_Task_
Because only the text is wanted, repeat the records below exactly and omit the pictures.

(Given records begins)

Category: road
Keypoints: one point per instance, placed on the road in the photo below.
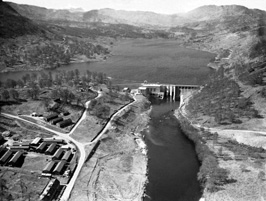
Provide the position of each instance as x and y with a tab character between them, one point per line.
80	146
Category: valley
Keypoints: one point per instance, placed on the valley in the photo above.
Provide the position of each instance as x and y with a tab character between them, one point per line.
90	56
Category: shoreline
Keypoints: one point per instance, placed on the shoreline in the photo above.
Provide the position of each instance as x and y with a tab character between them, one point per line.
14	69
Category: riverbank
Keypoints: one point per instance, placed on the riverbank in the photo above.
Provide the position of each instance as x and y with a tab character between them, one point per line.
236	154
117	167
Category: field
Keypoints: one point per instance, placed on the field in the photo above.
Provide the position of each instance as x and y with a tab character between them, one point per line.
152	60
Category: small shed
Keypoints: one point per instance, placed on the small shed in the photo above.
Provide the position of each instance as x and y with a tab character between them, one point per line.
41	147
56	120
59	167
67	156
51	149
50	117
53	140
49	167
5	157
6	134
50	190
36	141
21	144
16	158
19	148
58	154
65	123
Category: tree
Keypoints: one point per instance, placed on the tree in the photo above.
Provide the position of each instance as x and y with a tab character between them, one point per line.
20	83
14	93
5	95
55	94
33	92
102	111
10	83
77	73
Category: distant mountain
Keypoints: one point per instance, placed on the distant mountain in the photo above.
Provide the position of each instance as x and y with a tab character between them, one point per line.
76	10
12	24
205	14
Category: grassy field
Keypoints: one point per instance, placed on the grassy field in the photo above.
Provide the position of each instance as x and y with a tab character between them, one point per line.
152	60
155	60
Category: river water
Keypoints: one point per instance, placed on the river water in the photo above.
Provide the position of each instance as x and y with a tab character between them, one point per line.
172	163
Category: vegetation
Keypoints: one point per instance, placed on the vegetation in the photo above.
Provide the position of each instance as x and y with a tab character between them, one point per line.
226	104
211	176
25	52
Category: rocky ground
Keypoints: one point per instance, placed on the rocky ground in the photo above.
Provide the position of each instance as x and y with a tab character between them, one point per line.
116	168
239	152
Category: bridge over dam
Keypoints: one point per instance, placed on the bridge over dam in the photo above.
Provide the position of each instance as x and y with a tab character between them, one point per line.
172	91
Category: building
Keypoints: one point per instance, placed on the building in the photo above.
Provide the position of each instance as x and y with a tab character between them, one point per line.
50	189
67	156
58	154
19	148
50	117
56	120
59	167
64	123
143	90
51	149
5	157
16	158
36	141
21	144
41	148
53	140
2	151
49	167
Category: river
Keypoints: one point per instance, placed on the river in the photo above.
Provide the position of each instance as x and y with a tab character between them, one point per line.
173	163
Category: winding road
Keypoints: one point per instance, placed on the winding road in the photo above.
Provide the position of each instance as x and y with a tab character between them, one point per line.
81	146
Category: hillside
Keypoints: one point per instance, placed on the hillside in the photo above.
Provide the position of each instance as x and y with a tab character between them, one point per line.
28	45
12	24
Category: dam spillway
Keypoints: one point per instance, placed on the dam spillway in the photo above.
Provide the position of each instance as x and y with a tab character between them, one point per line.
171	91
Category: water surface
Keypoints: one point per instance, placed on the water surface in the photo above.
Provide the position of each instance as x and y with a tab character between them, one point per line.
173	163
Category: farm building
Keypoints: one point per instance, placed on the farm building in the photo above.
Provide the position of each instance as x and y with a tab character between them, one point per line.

(Given records ends)

_Answer to this task_
Category: road
Keypoints: one point per instance, placed on the road in the photo below.
Provide the position of each instance as x and y with a tab character between them, one point per line.
80	146
Category: valley
Keypoints: one point per instance, placed on the valley in the photo above.
Provide the position of each instance as x and y with a tab character between them, one point per line.
90	56
Category: shoreline
Keypoints: one point per instance, placed on the shoreline in the photo above.
Provide the position of each instance as x and y with a tab character between them, one point per line.
14	69
Category: riverbank
Keypoints: one point per instance, placed on the riverbank in the photo above.
Provide the position of each instance as x and y with a tab character between them, one point per line.
236	154
117	167
Category: field
Keypoints: one point per instance, placed on the field in the photo above.
Provide the position of each instance as x and y with a tab character between them, one point per line.
152	60
Category: small shed
Keypoints: one point per instance, placed on the small shed in the photo above.
Provide the position of each instance as x and y with a tab character between them, one point per line.
41	147
56	120
59	167
67	156
51	149
50	117
53	140
49	167
5	157
6	134
50	190
36	141
21	144
16	158
19	148
58	154
65	123
Category: tree
Keypoints: one point per instance, placed on the tree in the photo above.
Provide the position of each instance as x and y with a tab character between them, one point per line.
20	83
14	93
5	95
55	94
33	92
102	111
10	83
77	73
Category: distant mountain
Keypoints: one point per instance, placed on the distant mountain in the photo above.
Provide the position of each instance as x and y with a tab character between them, one point per line.
76	10
12	24
205	14
Category: grassy field
Keypoints: one point per instance, placed on the grassy field in the photo above.
Provide the position of each instance as x and y with a tab character between them, one point per line.
152	60
155	60
Category: river water
Keypoints: one point per instance, placed on the river water in the photo above.
Provide the position of each instance as x and y with a tab character between them, one point per line.
172	163
Category: vegetation
Keypoints: one point per instance, placed on the vegetation in the photo above.
Provide the position of each instance as x and y with a tab character between them, one point per line.
226	104
211	176
25	52
Category: rocky ground
Keypoints: one point per instance, placed on the rocky ground in the photo above.
Provide the position of each instance as x and y with a tab character between them, one point per line.
116	168
239	152
Category: bridge over dam
Keypoints: one point per instance, placed on the bridge over dam in the photo above.
Provide the position of each instance as x and y with a tab character between them, one point per line.
172	91
Category: building
Keypoints: one point per instance, placed on the building in the photo above.
Provide the position of each instance as x and y with a tab character between them, one point per line.
50	189
67	156
58	154
19	148
50	117
56	120
59	167
64	123
143	90
51	149
5	157
16	158
36	141
21	144
41	148
53	140
2	151
49	167
Category: river
Keypoints: one point per instance, placed on the river in the photo above.
Provide the position of each instance as x and y with a tab character between them, one point per line.
173	163
Category: winding road
Keypoints: one point per instance, placed on the winding road in the photo above.
Provide the position of each instance as x and y with a tab character between them, one point per line.
81	146
Category: hillside
Keypoints: one point per instance, placed on the hillside in the photo above.
Provide the position of each instance as x and y with a tab character between them, one point per line.
28	45
12	24
Category: dam spillway
Keypoints: one point per instance, placed on the dam spillway in the photo above.
Provide the position of each instance as x and y with a tab character between them, one point per line.
171	91
Category: water surface
Keypoints: one point per instance, placed on the water surface in the photo above.
Provide the position of each instance as x and y with a tab character between them, one point per line.
173	163
Category: farm building
Keypoints: one point per instance, placed on the farm building in the photo above.
Provide the position of each instance as x and y with a tab character between them, one point per line.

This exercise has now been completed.